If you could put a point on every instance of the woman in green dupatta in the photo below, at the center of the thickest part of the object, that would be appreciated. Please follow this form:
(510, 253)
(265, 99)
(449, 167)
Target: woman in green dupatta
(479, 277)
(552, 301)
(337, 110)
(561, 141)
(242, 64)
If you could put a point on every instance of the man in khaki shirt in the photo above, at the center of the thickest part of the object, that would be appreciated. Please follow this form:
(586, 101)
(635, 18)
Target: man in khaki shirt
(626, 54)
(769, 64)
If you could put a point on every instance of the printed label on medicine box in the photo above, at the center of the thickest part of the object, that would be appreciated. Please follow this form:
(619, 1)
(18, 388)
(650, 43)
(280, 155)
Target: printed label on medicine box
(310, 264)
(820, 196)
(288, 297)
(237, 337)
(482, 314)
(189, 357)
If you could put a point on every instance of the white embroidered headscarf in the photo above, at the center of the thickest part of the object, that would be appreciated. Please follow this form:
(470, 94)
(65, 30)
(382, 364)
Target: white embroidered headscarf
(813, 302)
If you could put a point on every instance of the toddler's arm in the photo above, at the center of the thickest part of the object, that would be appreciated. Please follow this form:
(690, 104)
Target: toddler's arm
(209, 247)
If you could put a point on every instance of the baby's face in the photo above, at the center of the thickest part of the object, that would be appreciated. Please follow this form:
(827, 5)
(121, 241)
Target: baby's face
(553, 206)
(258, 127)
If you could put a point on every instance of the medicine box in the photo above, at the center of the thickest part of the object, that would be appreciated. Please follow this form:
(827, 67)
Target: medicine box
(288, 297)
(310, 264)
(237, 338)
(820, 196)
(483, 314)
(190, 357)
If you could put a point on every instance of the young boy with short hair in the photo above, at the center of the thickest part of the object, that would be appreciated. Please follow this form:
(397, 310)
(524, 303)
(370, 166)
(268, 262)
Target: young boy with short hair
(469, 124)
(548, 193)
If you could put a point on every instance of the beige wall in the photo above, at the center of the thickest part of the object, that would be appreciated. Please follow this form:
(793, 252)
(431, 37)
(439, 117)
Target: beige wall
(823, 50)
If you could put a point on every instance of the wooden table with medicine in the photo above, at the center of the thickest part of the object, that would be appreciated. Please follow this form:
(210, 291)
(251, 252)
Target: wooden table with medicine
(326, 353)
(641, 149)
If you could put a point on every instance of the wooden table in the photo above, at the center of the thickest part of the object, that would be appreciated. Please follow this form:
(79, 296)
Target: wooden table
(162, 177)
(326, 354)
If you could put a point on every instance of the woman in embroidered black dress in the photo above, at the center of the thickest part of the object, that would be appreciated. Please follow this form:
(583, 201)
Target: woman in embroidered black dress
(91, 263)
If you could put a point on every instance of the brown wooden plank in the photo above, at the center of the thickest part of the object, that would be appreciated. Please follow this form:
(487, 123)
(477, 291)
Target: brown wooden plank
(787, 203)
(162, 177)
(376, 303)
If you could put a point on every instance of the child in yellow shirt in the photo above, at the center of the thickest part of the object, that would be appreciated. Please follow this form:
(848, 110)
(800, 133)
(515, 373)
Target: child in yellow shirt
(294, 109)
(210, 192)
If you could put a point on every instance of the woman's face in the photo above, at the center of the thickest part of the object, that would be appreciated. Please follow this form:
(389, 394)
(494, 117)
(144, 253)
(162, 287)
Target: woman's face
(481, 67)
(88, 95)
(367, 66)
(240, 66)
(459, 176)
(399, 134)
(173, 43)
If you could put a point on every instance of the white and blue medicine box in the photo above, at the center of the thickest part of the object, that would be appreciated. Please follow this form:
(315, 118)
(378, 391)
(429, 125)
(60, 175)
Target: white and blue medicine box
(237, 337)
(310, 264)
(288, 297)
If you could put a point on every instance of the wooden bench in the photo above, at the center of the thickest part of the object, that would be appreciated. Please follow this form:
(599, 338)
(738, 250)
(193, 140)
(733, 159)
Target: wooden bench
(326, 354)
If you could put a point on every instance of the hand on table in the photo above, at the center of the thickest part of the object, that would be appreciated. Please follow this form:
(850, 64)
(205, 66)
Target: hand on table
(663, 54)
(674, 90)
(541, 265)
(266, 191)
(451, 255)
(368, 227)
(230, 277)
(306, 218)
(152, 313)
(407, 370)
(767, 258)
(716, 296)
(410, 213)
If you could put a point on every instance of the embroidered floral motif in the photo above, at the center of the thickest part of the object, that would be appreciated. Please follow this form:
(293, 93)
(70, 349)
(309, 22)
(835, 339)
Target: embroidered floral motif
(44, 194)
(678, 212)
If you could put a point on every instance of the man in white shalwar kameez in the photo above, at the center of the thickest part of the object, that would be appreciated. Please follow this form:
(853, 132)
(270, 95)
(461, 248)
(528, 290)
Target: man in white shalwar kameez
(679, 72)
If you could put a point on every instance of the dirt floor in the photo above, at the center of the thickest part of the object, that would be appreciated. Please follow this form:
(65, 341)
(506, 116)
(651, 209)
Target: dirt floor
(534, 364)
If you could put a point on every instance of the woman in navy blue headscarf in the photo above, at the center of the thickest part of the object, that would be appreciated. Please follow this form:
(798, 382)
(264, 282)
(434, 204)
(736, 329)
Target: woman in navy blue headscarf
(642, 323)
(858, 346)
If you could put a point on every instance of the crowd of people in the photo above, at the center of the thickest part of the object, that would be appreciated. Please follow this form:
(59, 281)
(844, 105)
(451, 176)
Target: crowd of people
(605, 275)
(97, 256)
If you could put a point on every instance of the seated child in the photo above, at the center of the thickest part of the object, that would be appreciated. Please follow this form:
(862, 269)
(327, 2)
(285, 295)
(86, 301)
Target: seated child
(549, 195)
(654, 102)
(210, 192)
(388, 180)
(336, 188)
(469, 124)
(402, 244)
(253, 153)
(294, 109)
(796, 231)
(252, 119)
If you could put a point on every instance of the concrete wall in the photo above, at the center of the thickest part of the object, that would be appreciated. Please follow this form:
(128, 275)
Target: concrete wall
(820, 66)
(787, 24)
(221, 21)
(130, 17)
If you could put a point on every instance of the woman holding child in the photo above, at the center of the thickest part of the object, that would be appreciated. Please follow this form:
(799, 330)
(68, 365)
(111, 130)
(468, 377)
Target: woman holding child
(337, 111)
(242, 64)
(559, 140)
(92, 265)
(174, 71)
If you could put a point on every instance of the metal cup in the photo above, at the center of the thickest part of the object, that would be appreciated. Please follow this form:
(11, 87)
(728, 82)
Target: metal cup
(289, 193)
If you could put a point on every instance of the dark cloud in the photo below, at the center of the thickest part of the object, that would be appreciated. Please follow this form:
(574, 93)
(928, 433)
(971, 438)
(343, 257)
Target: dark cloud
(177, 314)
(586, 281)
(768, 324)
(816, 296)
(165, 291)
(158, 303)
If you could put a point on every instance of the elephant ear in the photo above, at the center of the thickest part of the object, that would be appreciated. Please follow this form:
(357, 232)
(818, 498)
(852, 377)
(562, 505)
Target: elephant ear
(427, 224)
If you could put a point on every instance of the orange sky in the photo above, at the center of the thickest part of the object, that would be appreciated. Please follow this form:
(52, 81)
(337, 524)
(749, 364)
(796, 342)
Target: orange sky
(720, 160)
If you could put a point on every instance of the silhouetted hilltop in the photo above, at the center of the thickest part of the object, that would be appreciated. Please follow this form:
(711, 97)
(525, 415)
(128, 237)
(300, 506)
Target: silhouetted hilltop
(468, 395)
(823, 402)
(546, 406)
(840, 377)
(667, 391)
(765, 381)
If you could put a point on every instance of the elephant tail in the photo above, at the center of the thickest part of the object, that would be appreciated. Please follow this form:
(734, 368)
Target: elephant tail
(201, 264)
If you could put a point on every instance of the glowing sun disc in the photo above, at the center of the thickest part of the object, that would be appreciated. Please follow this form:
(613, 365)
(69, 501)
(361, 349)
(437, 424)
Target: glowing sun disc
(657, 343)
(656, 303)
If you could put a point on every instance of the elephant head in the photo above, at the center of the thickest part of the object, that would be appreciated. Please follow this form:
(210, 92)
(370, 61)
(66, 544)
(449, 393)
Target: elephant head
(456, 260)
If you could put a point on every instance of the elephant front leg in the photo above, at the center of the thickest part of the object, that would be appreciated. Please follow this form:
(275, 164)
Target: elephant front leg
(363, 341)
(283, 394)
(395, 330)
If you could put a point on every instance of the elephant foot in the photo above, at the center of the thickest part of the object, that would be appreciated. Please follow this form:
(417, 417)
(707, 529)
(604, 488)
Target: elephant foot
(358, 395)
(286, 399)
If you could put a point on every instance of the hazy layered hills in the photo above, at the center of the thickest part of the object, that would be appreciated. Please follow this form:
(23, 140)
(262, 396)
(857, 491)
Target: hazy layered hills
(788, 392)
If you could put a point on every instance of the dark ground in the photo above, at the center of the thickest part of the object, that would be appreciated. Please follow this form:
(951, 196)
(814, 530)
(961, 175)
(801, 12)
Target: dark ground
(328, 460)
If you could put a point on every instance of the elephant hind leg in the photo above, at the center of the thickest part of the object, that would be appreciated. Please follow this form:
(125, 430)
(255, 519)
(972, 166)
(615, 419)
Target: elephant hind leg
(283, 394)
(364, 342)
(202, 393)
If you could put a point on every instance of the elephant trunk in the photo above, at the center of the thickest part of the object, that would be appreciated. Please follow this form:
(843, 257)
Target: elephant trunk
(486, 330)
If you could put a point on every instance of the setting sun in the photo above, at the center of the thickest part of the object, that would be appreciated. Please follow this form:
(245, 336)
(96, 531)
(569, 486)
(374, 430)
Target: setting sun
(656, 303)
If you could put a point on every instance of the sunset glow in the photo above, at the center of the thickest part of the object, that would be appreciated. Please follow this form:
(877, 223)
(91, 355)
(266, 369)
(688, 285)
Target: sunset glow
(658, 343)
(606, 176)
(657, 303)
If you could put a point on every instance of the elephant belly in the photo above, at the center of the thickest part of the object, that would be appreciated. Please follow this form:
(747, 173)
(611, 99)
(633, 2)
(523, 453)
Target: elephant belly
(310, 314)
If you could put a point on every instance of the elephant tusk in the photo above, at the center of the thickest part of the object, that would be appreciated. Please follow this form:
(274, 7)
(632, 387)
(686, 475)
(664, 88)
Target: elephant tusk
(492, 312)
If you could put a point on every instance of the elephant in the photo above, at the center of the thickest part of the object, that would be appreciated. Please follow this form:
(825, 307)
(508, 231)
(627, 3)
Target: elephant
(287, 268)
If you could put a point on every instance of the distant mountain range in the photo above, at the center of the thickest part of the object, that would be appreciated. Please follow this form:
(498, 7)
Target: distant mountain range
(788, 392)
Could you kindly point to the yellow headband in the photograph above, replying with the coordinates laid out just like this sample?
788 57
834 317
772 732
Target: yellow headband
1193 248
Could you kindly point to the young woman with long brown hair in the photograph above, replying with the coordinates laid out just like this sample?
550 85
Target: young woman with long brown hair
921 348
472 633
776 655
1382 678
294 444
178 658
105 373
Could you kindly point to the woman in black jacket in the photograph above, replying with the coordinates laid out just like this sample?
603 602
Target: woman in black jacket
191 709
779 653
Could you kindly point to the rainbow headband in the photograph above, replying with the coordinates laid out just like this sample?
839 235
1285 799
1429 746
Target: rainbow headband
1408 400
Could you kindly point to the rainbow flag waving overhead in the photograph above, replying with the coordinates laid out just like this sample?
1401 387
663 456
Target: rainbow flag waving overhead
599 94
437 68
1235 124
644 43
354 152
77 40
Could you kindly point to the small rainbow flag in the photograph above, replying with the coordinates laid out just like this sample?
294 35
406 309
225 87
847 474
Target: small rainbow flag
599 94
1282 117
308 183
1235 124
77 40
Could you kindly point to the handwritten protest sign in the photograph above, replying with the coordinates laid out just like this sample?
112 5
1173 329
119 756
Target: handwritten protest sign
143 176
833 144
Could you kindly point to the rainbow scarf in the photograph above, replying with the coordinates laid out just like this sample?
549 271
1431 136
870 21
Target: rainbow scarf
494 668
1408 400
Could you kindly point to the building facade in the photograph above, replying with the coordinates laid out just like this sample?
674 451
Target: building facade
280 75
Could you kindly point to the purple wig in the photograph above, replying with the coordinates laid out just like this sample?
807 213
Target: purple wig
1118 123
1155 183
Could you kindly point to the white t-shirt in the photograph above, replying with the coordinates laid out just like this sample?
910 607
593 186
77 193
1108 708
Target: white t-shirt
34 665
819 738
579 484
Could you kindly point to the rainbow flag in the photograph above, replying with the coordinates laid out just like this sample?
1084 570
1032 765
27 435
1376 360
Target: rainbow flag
.....
:: TO DO ::
Find the lines above that hold "below", then copy each of them.

:: EXERCISE ANSWER ::
If you could put a point on every instance of the woman in green dupatta in the photo below, at the center of the thickest part of the object, that would be appreciated. Please follow this form:
If you could put a point on every instance of the dark cloud in the photo below, at the center of the thickest part of the object, that would be appreciated. Please follow this form:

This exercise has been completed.